- _EXTRACT TO READ_
########

Investing in organic agriculture for a clothing startup

Puja Barar worked at designer fashion houses in New York City, like Vera Wang, for more than a decade. But something was missing.

“Even though I loved what I did, I felt a disconnect in the way these big fashion houses were producing their garments and the values I believed in,” she says.

Raised in India, Barar was well aware of the challenges of the textile industry: heavy use of toxic chemicals, poor treatment of labor, and negative environmental impact. That’s why after having her first child in 2009, she felt compelled to produce a fashion line that was respectful to people and the planet. In 2012, she partnered with Mumbai-based Sameer Mehra, the Managing Director of Suminter India Organics, to launch Satva (which means “pure” in Sanskrit), an athleisure brand using organic cotton and GOTS-certified fabrics. Mehra put in the capital needed, and Barar provided the design expertise from New York.

The two built a supply chain, working with organic cotton farmers in the country, focusing on certification for their organic clothes. To do so, they settled on the GOTS certification, or Global Organic Textile Standard, which had an increasing audience. Working directly with farmers, they eliminated any middlemen, paying the farmers for their crop instead.  The farmers use non-GMO seeds, practice all-natural growing methods, and earn up to 40 percent more revenue than conventional Indian cotton farmers, Barar says. Given India’s history with GMO cotton, and stories of cotton farmers being buried in debt from having to buy new seeds each season, this was an important step Barar and Mehra to ensure that the farmers were fairly paid.

########

Referring expression pointing data
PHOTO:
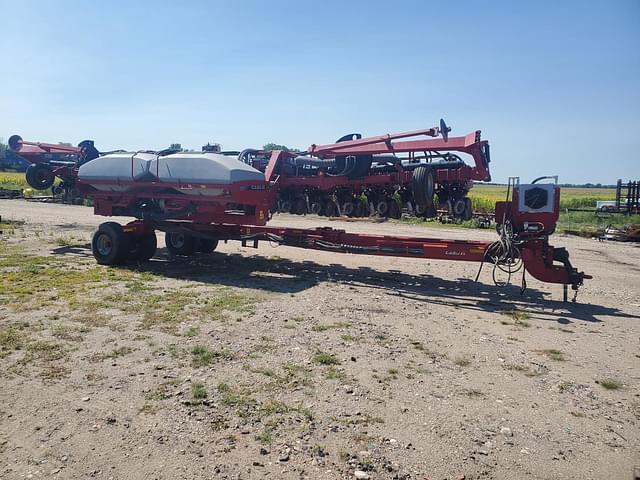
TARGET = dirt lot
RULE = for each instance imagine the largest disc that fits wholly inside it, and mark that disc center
(287, 364)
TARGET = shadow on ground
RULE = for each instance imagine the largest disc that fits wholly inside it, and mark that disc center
(281, 275)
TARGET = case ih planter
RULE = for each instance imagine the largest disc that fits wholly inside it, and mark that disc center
(201, 198)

########

- _EXERCISE AIM_
List the challenges of the textile industry that the article above on the organic clothing startup says Barar was aware of.

- _ANSWER FOR THE TASK_
- Heavy use of toxic chemicals
- Poor treatment of labor
- Negative environmental impact